▶ **THE REQUEST**:
Which lines in the data listing below contain the word "person", with case counting? Locate them and copy each one out.

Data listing
--- BEGIN ---

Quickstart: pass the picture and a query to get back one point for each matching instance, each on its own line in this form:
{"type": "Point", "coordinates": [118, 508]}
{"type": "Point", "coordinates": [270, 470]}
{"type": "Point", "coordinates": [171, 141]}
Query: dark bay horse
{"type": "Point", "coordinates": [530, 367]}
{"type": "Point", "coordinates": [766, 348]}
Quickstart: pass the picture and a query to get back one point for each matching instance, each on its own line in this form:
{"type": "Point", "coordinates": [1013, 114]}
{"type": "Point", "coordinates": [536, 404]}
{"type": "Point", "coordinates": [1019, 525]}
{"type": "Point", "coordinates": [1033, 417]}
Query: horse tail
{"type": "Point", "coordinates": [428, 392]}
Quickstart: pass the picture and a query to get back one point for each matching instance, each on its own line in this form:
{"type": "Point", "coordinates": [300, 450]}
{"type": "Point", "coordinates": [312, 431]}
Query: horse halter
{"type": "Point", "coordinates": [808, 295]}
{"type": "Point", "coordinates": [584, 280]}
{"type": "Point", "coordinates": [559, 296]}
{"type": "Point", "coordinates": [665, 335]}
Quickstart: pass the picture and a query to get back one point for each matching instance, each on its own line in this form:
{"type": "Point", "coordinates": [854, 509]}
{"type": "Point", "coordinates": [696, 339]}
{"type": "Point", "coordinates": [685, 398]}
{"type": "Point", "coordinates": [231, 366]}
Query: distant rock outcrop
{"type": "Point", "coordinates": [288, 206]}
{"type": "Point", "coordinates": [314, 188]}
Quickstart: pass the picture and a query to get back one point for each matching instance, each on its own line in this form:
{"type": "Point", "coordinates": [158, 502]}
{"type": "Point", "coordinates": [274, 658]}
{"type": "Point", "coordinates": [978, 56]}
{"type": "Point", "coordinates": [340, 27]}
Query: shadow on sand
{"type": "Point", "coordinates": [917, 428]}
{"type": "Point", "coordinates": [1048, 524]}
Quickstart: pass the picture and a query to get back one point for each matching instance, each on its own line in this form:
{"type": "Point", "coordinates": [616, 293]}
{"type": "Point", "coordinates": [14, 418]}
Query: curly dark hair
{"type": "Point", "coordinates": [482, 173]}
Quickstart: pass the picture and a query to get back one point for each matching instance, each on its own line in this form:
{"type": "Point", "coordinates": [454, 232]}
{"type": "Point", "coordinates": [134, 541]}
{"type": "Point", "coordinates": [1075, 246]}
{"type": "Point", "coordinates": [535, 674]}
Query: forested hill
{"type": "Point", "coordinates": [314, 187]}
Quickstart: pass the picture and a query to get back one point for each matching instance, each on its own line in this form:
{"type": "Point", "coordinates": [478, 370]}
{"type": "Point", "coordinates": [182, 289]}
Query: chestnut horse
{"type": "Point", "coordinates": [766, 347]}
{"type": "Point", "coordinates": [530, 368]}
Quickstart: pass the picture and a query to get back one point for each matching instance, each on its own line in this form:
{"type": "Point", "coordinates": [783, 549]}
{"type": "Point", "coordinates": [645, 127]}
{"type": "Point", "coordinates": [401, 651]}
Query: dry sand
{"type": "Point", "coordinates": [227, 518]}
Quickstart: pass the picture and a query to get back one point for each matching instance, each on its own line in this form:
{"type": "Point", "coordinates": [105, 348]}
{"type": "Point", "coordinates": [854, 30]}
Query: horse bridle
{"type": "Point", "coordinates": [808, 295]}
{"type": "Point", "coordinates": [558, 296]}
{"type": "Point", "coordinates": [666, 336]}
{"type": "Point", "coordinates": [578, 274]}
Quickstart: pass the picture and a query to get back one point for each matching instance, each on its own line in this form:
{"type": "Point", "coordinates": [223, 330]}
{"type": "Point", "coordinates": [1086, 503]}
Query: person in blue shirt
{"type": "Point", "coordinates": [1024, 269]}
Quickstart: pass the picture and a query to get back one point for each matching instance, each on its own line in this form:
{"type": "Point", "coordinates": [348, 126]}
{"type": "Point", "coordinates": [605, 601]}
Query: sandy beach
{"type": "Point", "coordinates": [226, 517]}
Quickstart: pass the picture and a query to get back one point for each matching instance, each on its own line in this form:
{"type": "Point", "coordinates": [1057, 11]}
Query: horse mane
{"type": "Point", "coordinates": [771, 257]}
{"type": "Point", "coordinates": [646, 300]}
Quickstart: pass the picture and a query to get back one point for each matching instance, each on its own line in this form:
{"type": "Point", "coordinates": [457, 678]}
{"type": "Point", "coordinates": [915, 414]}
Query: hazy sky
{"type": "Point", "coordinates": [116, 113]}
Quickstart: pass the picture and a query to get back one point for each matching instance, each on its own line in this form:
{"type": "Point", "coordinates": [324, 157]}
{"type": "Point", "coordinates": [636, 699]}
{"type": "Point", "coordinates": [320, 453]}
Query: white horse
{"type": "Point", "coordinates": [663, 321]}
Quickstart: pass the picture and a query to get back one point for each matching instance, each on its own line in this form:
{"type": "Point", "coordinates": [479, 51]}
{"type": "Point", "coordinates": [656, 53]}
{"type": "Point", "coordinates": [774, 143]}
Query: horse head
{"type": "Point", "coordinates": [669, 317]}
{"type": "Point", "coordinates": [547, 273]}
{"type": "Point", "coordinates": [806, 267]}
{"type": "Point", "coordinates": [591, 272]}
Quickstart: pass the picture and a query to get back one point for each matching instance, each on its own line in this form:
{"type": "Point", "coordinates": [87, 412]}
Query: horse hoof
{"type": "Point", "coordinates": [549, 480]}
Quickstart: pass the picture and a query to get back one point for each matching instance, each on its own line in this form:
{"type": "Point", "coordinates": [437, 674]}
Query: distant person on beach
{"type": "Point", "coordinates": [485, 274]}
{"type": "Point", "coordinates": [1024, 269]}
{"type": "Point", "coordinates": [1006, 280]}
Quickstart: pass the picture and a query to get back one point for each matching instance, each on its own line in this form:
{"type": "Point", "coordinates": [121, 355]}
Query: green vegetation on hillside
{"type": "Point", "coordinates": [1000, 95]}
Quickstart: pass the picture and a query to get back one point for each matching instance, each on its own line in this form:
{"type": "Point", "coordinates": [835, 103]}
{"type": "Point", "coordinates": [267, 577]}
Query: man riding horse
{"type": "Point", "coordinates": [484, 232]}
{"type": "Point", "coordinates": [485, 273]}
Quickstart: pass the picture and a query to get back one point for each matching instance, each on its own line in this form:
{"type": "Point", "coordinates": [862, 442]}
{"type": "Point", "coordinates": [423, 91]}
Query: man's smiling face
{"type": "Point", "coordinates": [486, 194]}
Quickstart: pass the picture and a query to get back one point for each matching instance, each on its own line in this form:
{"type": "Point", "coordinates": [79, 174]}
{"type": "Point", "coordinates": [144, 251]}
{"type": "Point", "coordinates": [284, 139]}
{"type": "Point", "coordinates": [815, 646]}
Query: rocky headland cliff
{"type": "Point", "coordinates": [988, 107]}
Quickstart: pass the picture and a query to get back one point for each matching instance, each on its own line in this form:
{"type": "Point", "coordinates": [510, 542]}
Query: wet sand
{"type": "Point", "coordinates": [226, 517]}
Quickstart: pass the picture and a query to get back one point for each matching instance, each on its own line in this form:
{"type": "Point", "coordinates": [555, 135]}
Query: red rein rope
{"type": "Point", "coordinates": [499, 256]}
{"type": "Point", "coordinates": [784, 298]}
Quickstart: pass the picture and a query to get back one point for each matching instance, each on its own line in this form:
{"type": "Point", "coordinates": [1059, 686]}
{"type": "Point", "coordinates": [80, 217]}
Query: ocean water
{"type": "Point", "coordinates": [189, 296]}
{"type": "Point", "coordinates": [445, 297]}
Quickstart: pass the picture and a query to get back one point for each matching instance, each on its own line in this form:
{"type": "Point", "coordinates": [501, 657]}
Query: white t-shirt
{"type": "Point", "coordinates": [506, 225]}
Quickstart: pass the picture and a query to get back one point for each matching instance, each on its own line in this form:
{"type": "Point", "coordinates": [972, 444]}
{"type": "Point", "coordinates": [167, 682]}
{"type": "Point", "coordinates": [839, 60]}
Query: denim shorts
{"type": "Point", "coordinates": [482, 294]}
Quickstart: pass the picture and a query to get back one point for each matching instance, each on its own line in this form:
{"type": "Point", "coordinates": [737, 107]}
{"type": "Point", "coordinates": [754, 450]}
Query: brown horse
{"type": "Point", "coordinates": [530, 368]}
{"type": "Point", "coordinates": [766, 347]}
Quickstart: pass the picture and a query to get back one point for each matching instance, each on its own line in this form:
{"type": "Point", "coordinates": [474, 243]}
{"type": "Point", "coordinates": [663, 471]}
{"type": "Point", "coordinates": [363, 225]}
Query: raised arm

--- END ---

▶ **RESULT OF THE TASK**:
Query: person in blue shirt
Query: distant person on beach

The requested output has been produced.